### Raw data

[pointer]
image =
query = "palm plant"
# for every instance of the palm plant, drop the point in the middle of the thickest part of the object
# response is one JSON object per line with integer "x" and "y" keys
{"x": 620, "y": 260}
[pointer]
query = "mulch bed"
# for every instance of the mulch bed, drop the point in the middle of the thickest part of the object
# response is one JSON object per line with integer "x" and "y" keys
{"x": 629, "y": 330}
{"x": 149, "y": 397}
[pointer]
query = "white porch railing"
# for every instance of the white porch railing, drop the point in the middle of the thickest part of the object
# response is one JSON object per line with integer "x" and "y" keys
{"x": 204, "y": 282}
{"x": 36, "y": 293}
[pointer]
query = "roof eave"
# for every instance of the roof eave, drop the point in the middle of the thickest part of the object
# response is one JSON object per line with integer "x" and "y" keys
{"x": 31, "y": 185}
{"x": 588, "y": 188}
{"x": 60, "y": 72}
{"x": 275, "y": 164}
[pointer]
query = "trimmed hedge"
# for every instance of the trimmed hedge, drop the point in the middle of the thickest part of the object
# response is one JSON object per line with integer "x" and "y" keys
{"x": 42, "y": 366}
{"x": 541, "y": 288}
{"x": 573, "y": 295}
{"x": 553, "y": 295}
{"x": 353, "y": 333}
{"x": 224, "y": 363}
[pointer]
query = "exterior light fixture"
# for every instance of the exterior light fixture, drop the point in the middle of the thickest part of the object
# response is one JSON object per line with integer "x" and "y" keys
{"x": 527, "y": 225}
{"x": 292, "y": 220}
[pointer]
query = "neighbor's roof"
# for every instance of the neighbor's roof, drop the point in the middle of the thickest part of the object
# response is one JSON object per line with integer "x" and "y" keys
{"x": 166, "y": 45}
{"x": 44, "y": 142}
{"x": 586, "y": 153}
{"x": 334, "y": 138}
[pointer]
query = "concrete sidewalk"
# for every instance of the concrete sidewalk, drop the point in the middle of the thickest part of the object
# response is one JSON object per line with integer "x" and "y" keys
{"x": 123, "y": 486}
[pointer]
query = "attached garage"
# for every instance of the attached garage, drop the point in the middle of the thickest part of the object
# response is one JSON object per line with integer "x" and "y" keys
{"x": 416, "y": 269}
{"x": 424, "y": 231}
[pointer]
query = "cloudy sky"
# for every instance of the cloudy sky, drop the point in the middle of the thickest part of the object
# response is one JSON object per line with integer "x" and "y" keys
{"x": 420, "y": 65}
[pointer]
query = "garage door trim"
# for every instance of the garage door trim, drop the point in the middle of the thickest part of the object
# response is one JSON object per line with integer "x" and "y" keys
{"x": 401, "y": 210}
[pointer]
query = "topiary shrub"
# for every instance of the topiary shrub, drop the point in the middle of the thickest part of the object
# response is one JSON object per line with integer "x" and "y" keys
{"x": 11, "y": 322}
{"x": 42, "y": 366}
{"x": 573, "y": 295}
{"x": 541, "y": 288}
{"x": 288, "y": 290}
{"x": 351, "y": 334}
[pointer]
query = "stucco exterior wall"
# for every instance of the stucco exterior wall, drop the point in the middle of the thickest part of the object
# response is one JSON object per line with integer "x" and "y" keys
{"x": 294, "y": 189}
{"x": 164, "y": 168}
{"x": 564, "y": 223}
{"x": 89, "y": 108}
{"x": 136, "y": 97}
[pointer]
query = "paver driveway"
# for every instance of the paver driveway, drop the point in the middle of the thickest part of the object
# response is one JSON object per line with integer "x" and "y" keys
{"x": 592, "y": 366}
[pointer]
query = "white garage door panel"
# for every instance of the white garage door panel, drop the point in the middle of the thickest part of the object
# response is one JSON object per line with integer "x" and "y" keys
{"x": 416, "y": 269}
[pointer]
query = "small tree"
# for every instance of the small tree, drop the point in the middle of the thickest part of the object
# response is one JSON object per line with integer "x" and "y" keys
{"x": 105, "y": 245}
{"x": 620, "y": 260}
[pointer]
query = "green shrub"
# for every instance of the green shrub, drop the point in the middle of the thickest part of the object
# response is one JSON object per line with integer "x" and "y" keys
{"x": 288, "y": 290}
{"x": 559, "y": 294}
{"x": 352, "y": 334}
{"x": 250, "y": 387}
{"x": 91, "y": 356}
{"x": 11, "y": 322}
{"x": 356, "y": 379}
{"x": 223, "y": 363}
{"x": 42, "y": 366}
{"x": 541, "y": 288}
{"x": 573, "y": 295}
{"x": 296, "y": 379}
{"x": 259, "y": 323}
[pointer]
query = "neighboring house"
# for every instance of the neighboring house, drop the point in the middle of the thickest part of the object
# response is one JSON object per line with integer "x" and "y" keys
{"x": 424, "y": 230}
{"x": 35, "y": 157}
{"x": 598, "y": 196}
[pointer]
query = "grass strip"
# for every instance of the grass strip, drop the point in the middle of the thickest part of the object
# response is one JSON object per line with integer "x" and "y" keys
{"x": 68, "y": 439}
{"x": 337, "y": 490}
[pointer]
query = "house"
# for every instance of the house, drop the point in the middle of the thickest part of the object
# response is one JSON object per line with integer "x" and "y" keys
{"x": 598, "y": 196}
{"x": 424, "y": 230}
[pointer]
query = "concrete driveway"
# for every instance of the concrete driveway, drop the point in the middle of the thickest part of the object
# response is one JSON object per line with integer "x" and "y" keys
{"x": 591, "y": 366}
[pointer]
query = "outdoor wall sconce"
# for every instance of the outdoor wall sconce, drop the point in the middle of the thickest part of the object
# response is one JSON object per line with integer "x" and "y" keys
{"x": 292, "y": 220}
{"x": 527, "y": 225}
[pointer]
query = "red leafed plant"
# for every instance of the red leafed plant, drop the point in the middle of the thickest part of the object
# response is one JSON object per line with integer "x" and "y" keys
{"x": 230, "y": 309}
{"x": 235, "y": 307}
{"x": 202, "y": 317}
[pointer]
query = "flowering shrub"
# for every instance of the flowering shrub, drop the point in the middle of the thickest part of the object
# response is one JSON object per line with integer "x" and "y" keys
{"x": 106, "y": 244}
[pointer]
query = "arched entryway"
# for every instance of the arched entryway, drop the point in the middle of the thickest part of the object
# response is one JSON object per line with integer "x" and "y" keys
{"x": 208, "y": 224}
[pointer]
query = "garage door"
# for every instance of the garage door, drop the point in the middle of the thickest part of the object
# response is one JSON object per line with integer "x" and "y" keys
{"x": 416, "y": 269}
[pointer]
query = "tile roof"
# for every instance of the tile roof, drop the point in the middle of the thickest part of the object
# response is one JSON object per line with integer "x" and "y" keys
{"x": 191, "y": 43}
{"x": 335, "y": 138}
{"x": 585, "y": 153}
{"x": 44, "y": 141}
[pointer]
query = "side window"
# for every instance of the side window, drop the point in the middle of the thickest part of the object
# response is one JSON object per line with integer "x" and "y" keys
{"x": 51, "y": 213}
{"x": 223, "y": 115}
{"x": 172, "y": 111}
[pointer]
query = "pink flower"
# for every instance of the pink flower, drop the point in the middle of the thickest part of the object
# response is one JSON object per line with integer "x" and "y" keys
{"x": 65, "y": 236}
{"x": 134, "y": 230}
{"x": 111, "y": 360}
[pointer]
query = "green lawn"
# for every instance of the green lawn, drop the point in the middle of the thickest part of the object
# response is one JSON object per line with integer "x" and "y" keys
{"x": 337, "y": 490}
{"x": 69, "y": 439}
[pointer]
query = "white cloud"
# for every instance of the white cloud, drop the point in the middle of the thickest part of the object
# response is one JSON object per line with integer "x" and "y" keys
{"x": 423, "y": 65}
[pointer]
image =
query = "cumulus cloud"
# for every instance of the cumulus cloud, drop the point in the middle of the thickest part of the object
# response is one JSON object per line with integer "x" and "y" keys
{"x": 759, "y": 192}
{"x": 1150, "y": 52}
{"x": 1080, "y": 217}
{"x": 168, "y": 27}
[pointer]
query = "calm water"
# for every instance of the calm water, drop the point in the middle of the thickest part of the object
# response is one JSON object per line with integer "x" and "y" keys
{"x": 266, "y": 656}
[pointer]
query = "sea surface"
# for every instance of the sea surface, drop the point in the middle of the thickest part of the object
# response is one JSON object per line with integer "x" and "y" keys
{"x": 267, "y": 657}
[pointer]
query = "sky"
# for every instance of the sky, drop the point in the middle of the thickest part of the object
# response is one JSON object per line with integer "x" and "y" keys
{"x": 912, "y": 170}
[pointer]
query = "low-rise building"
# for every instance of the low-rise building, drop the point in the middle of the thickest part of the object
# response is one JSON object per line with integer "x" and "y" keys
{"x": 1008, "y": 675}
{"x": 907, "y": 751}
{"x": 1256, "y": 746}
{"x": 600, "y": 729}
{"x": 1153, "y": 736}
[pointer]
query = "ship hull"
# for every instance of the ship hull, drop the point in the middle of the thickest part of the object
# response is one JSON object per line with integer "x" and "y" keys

### Task
Write the number of data lines with "roof", nothing else.

### Result of this task
6